Après la première débâcle

 

Nous commençons à nous habituer à vivre pendant les tempêtes tout en nous interrogeant des conséquences de chaque coup de vent aura sur la banquise, les manchots ou les congères. La glace de mer a peu bougé, quelques petites plaques se sont détachées et la nouvelle glace formée s'est recassée mais tout cela était prévisible après une petite semaine de regel. Avec les basses températures de cette semaine, (en deçà de -20°c) la glace commence déjà à se reformer.
Le plus gros problème est venu des congères. La dizaine de centimètre de neige tombée pendant le coup de vent associé à un vent ayant une direction inhabituelle a créé un enneigement problématique.
La porte principale du séjour et les fenêtres se sont s'est retrouvées bloquées sous deux mètres de neige alors qu'habituellement la neige s'accumulait un peu en retrait de ces ouvertures. Après deux heures de pelletage, à 5-6 personnes, la porte était ouverte pour le lundi midi.

La joie de Corentin



 Le clou du spectacle fût la dameuse Kässbohrer ensevelie sous 1.8m de neige dure comme du béton. Comme nous n'avons pas de moyens mécaniques pour creuser, il a fallu s'armer de force, de courage, de patience et de pelles solides pour dégager petit à petit l'engin avec l'aide de toutes les bonnes volontés.

◇ ◇ ◇ ◇ ◇

Écrivez la suite du récit sur la tempête et les congères, en reprenant juste après sa dernière phrase.

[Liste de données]
◇ ◇ ◇ ◇ ◇

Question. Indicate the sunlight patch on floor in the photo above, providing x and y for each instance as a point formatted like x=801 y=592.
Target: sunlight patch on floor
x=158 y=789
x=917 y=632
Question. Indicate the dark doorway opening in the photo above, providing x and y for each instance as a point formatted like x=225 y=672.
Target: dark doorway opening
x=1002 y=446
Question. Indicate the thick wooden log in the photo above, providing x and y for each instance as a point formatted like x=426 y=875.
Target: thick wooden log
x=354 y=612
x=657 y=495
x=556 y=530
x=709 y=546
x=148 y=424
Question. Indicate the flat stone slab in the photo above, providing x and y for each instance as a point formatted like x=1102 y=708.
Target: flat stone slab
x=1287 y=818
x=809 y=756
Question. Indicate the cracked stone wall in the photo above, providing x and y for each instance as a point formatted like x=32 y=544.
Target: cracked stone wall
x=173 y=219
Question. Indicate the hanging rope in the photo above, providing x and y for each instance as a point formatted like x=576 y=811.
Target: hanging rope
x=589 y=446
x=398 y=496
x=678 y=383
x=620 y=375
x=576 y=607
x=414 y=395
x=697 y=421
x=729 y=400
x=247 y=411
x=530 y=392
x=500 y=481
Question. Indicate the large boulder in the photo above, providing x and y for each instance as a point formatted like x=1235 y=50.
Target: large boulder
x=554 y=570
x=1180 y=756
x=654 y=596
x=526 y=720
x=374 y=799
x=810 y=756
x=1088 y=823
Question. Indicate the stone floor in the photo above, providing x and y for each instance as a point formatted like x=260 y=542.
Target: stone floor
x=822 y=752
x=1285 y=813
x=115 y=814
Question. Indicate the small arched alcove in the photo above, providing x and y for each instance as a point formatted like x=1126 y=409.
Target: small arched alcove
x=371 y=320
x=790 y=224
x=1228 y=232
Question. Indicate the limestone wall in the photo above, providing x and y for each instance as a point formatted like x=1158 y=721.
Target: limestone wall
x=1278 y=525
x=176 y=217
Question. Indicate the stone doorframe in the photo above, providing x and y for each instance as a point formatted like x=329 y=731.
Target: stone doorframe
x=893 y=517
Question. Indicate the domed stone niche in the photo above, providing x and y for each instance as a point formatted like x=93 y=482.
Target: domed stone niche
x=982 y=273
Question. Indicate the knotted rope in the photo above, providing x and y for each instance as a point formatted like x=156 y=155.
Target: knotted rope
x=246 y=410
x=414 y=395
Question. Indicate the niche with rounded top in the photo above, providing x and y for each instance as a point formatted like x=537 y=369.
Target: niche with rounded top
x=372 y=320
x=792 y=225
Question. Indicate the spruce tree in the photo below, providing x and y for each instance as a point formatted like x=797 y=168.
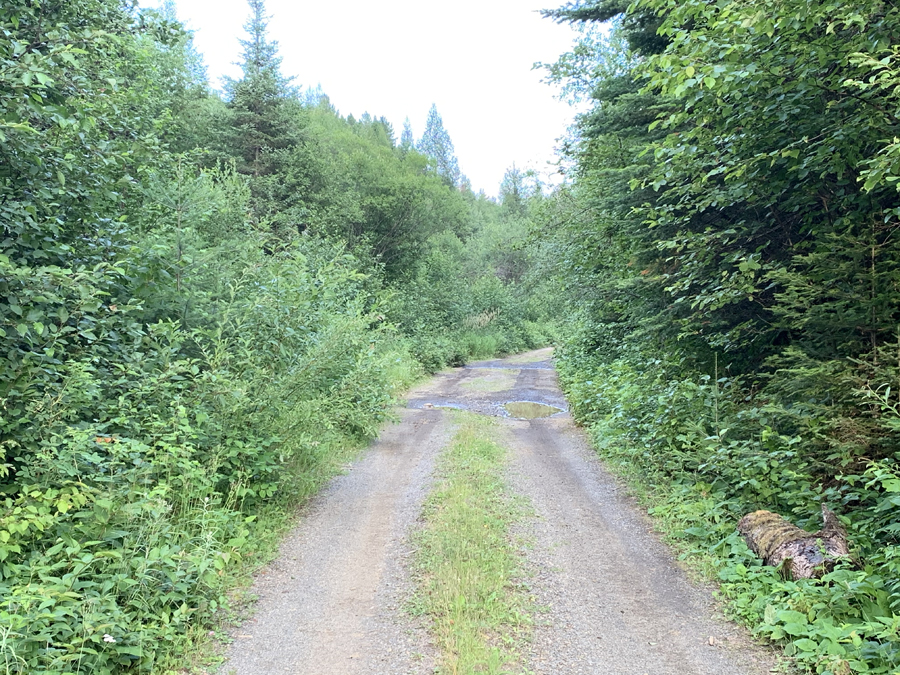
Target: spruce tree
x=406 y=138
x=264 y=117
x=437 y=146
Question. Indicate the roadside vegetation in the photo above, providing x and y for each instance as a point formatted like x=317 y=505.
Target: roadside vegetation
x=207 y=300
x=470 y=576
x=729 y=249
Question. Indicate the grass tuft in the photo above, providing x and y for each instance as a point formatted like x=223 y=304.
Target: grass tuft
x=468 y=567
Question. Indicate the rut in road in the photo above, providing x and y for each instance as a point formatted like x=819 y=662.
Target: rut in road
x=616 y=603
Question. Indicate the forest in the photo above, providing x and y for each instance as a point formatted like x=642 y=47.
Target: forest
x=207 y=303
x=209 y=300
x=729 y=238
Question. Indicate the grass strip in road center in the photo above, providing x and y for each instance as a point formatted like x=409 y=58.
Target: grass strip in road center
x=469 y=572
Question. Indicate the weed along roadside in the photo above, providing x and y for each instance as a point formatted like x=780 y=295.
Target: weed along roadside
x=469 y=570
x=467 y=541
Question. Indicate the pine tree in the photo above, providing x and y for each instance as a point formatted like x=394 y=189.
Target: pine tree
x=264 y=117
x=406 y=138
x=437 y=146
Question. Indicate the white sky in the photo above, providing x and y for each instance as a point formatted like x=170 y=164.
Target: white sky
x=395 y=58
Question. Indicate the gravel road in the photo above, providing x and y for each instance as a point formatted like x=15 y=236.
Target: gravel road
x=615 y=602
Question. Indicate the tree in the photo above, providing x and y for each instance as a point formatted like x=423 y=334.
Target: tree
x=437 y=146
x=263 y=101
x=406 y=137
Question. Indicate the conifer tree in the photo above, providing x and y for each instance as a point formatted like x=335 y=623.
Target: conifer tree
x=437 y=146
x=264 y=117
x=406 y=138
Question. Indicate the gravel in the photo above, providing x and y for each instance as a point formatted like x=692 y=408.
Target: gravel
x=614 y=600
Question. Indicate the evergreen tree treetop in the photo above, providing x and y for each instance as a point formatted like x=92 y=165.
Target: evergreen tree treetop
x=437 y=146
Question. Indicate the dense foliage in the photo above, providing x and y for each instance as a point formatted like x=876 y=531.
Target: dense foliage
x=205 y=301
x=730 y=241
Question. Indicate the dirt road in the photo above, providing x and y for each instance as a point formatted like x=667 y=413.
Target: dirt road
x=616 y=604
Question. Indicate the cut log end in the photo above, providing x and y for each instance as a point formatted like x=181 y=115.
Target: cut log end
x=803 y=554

◇ ◇ ◇ ◇ ◇

Réponse:
Création de la rampe de sortie

 Le début était plutôt "facile": creuser autour. Mais la suite était plus délicate: il a fallu déneiger le moteur, l'intérieur des chenilles de 120 cm de large, l'intérieur de la cabine (avec 170km/h de vent, rien n'est étanche), les flexibles de la lame... le tout à la pelle, à la truelle, au grattoir, à la soufflette. Et avec un vent de 60 km/h et -20°c. une partie de plaisir. Nous avons aussi dégagé une rampe pour que l'engin puisse s'extraire de son trou. Pour cela, nous avons sorti la fraise à neige qui a servi à dégager les morceaux de neige tassés par le vent, que nous devions d'abord labourer à la main. Sinon la fraise ne pouvait s'attaquer à une neige aussi dure.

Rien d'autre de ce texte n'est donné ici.